* _What you need to do_:
- a) Edit the unemployment article by copying it out starting with "The Brookings Institution's" and going on through "eliminate that gap.", swapping "Hamilton Project" for "Hamilton Initiative".
- b) Pick up the article on unemployment and government jobs where it stops, and keep writing it.

* _Excerpt_:
WhatFinger

all he can think to suggest is more government spending.

Liberal economist admits job picture is horrendous, but . . .



Give Alan Blinder credit for this: The left-wing Princeton economist is willing to say what a lot of Obama supporters want you to forget, which is that 7.6 percent unemployment is horrible. As Blinder says in today's Wall Street Journal, "So any complacency is misguided. Rather, policy makers should be running around like their hair is on fire."
He is talking about the tendency in recent reports to greet numbers like 194,000 jobs created as a good month, since 194,000 is such a big-sounding number. In fact, Blinder points out, this is nowhere near the pace of job creation we need to get back to full employment (which I will point out is what we had during most of the presidency of George W. Bush):
After all, the story goes, the U.S. economy has been creating an average of 194,000 net new jobs per month over the past six months. And despite the small uptick on Friday, the unemployment rate has crept down another six-tenths of a percentage point over the past year, to 7.6%, even though GDP growth has been anemic. That's pretty good, right? No, it's pretty bad. The Federal Reserve estimates that normal "full employment" corresponds to a measured unemployment rate around 5.6%. Americans used to think 7.6% was an unemployment rate you get during a recession.

The Brookings Institution's Hamilton Project, with which I am associated, estimates each month what it calls the "jobs gap," defined as the number of jobs needed to return employment to its pre-recession levels and also absorb new entrants to the labor force. The project's latest jobs-gap estimate is 9.9 million jobs. At a rate of 194,000 a month, it would take almost eight more years to eliminate that gap.
So we have a liberal waking up to reality here, yes? Well, not quite. Blinder isn't willing to buy the nonsense that the job picture is looking good, since it clearly isn't. The fact that the current number is "good" compared to the Obama-era worst of over 10 percent merely highlights what an atrocious economic record Obama has. But when it comes to solutions, Blinder sadly falls in line with the usual left-wing orthodoxy, thinking the problem is that the government isn't purchasing enough and hiring enough:
Consider: Private employment comprises about five-sixths of total employment in the U.S. while government employment is one-sixth. Since the economy as a whole created 5.41 million net new jobs over the past three years, you might expect that about 4.51 million of them were in the private sector and about 900,000 were in the public sector. In fact, the private sector created 6.56 million net new jobs over the past three years while about 1.14 million net government jobs were eliminated via layoffs and spending cutbacks. Never before in postwar history has government employment declined during a recovery. Compared with historic norms, we're down over two million government jobs.

* _Given data_:

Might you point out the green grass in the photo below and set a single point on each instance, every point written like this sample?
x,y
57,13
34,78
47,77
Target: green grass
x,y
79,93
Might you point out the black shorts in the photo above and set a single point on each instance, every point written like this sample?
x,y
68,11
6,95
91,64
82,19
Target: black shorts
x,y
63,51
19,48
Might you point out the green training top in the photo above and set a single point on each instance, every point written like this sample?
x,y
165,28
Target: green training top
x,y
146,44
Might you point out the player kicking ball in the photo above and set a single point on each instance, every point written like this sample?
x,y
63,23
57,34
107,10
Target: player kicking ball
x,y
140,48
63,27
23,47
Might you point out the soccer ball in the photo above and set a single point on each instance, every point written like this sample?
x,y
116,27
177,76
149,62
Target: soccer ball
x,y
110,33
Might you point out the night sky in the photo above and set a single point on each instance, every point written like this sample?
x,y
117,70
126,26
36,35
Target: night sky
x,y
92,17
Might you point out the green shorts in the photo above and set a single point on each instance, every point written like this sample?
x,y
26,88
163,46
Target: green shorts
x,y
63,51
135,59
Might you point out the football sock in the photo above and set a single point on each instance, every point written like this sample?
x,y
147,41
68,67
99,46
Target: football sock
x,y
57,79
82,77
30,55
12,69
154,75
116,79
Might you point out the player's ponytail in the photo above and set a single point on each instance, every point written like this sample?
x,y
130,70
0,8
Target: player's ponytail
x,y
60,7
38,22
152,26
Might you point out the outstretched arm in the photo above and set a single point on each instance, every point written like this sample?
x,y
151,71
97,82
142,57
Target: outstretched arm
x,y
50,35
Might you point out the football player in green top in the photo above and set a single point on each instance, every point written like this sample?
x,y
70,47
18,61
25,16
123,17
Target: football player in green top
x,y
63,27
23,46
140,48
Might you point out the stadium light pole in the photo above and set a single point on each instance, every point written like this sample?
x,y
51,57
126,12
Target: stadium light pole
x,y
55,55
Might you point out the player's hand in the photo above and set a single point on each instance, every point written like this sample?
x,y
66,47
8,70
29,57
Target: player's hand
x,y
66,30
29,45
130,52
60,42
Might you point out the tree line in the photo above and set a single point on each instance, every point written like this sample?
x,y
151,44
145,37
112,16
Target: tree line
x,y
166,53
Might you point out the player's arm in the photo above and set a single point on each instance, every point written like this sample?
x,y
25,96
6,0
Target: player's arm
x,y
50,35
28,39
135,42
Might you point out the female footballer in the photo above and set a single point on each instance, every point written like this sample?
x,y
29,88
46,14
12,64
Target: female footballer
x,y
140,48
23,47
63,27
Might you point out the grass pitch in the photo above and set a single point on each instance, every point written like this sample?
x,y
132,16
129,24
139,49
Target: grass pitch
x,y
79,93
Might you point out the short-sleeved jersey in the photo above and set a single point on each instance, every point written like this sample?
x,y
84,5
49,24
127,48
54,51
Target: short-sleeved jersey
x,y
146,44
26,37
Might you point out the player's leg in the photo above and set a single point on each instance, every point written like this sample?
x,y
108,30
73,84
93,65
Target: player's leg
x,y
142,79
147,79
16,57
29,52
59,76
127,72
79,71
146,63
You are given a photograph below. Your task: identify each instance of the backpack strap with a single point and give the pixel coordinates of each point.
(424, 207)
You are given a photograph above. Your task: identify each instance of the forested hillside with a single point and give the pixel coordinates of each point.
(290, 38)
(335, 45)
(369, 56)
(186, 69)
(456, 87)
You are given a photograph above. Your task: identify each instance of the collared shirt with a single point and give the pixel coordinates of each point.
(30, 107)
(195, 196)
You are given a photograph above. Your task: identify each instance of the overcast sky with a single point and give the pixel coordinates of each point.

* _Answers in order_:
- a)
The Brookings Institution's Hamilton Initiative, with which I am associated, estimates each month what it calls the "jobs gap," defined as the number of jobs needed to return employment to its pre-recession levels and also absorb new entrants to the labor force. The project's latest jobs-gap estimate is 9.9 million jobs. At a rate of 194,000 a month, it would take almost eight more years to eliminate that gap.

- b)
To listen to Blinder, you'd think government was shrinking like a scared turtle. In fact, it's been spending close to 25 percent of GDP at the federal level and close to 50 percent of GDP at all levels. Not only that, but governmental units at all level are grappling with massive debt. So if anyone thinks government in this country has been in a spendthrift mode, they're insane. The private sector is exactly where you want job creation centered. When the private sector hires a person, that is likely a person who will produce a healthy rate of goods and services that will add value to the economy. Government, by contrast, sometimes hires people who are truly needed but far too often hires just for the sake of hiring - sometimes because people like Alan Blinder are screaming that this is necessary to boost the economy. And where has all the spending the government's been doing gotten us? We're now running a national debt of more than $16 trillion, and one of the reasons government spending doesn't equate to government hiring is that we're having to spend so much of what we have on entitlement programs. Meanwhile, the debt is leading to mounting interest obligations, and while interest payments today are "only" about $200 billion a year, a return to sane interest rates in a few years could see that number jump to $500 billion or higher. If Blinder is upset that we're down 2 million government jobs, I wonder if he's considered how many government employees you could hire with the $200 billion we just turn around and pay in interest on the debt. If you hired 2 million of them, you could spend $100,000 a year on each one. But no, we've run up too much debt and we have to pay that money in interest, so sorry, 2 million people. No government jobs for you. That's always the inevitable result of government deficit spending, though, which is why Blinder's solution is no solution at all. At least he acknowledges the problem, but it's too bad he fails to see that thinking like his is exactly what got us here. Finally, Blinder makes a curious comment about the idea of a tax credit to spur hiring. He says: 
For example, companies might be offered a tax credit equal to 10% of the increase in their wage bills over the previous year. No increase, no reward. Several small-scale variants of this idea have been proposed, and one was actually enacted in 2010—applying only to certain unemployed workers and new hires. It has since lapsed. The emphasis, however, was always on small scale. We need large scale. You might imagine that Republicans would embrace an idea like that. After all, it's a business tax cut, and all the new jobs would be in the private sector. But you would be wrong. Maybe it's because President Obama likes the idea. Maybe he should start saying he hates it.
Cute, but for a purported economist, Blinder shows a lot of ignorance here. The problem with the idea is not that it's a business tax cut, or that "Obama likes it," but rather that it makes no sense. You don't hire people to get a tax credit. You hire people because you need them, and because you're able to ascertain with some confidence that what they produce will generate what it costs you and more back in revenue. A 10 percent tax credit might be helpful if you need the person anyway, but if you don't need people and you still hire them to get a tax credit worth 10 percent of what you spend on them, you are going to go out of business. Is it too much to expect a liberal economist to understand this? I guess it is.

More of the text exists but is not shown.